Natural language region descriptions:

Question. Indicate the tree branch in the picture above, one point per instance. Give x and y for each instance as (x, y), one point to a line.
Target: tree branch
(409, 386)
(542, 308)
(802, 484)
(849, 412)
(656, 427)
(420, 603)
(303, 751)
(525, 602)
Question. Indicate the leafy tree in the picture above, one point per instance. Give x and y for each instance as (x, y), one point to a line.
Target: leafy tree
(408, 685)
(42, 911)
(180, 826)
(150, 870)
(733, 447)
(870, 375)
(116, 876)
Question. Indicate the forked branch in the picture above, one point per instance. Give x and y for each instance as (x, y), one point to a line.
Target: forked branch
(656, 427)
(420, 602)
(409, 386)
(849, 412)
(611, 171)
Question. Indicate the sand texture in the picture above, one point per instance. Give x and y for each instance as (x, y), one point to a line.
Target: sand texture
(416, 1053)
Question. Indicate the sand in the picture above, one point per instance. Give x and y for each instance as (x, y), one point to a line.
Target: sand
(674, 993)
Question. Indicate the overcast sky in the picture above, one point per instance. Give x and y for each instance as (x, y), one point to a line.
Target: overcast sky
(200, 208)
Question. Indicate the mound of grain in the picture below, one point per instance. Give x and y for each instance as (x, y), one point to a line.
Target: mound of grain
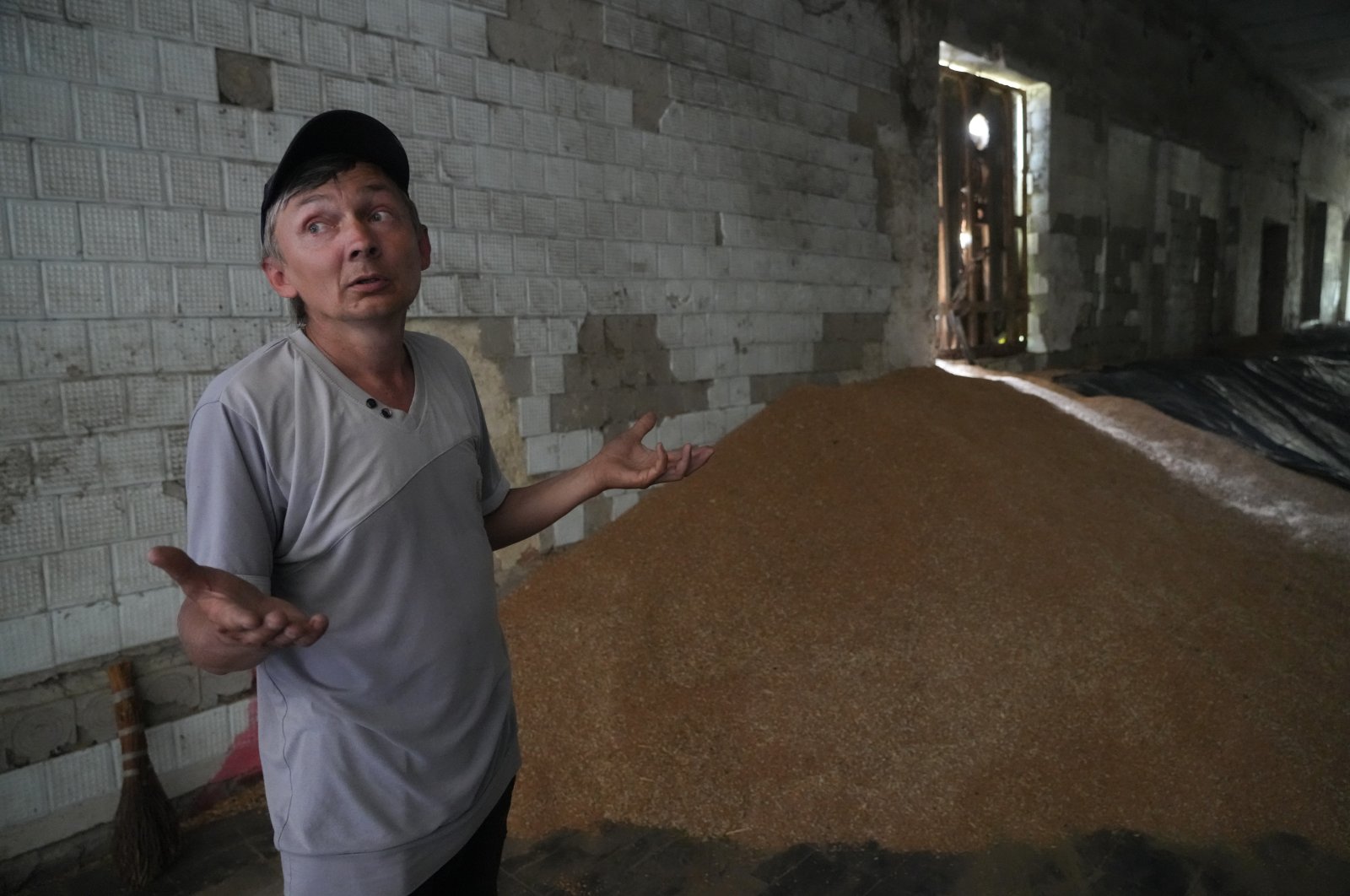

_What the exercise asks:_ Make an exact copy of every record, pictures excluded.

_Answer space:_
Question. Indicate the tree branch in the picture above, one point per instance. Give x and y for each instance as (x, y), one point to a line.
Target: tree branch
(409, 386)
(542, 308)
(802, 484)
(849, 412)
(656, 427)
(420, 603)
(303, 751)
(525, 602)
Question. Indicate the leafy tree in the picture above, one point per instance. Give x and y for each instance as (x, y), one point to a line.
Target: leafy tree
(408, 685)
(42, 911)
(180, 826)
(150, 870)
(733, 447)
(870, 375)
(116, 876)
Question. Indicate the forked branch in the picture above, one point per instance. Give x and y for each instance as (x, y), one point to a line.
Target: forked branch
(656, 427)
(420, 602)
(409, 386)
(849, 412)
(611, 171)
Question. Indicate the sand texture in the picture above, one point per instance. Give x and y for each instance as (x, y), one point to a line.
Target: sand texture
(416, 1053)
Question. Indicate the sand in the picture above, one point per instance. Give x and y for each instance as (x, y), one point to a line.
Target: sand
(674, 993)
Question. Indicate the overcast sky in the picture above, one point per instance. Give x and y for each instance as (x, y), one point to a line.
Target: overcast sky
(200, 208)
Question. Indicate the mound of grain in the picture below, one point per instance. Give x and y for each instance as (x, y), one point to a line.
Target: mound of grain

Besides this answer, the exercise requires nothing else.